-- Start of Data supplied --

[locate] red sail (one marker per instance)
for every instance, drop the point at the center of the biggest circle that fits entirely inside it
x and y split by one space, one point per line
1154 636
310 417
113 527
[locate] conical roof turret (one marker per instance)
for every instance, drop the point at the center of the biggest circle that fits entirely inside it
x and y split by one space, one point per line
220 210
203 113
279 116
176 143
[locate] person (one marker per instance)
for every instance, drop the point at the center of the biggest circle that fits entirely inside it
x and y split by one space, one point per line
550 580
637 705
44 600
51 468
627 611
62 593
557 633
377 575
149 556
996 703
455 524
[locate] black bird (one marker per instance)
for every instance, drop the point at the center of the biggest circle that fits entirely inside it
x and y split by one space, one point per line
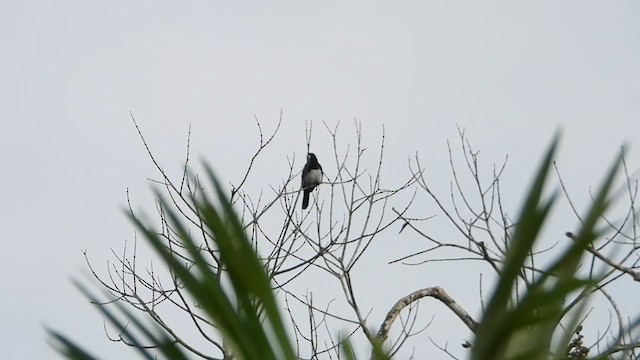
311 177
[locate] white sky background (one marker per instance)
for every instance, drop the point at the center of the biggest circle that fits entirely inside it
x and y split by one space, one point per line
511 74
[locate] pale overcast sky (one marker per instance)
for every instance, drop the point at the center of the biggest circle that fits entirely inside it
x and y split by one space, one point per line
511 73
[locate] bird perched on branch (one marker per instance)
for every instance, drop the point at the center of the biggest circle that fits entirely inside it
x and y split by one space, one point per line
311 177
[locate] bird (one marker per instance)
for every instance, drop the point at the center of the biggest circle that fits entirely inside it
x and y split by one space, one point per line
311 177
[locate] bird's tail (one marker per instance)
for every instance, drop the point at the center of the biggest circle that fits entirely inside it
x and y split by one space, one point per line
305 199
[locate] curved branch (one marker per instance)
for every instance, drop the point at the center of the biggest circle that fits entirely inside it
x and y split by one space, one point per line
435 292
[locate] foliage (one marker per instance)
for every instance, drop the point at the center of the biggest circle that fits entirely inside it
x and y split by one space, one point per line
234 286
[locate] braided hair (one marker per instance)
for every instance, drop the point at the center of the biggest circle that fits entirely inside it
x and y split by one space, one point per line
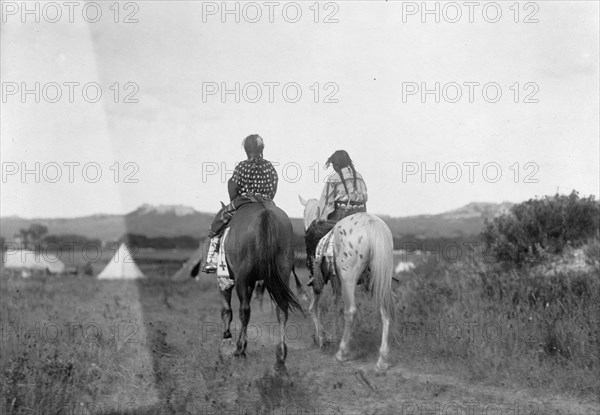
339 160
253 145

-- End of Data supplied --

*Requirements*. Leave out all pictures and retype precisely the lines that run from the line containing "[locate] bird perched" to the last line of the records.

*The output*.
[locate] bird perched on branch (one marker per instance)
for every instance, drop the point at the center of the biggest circle that fits entirely inside it
x and y split by one space, one point per line
311 177
[locate] bird (one marker per instance)
for every instance, drop the point at the center of the biggest circle that fits entirely inside it
x and y split by one space, one point per line
311 177
[locate] bird's tail (one marker per instance)
for every instance, drop the point at the center of the biggest circle that fits entirely inside it
x and y split by one space, one point per line
305 199
[locate] curved branch (one marker per instance)
for every instance, drop the point at the center of the biggest circle that fits entirely inside it
x and y split by one space, one point per line
435 292
[locate] foliage (one marker per instance)
for every instance, drop the point at the center of the biggest circle that fits entirely inside it
x and y split by one space, one point per line
234 286
[locate] braided hair (one marker per instance)
for every instance, drop the point at the center of the biggest circle that fits entirely inside it
x and y split by one space, one point per line
339 160
253 145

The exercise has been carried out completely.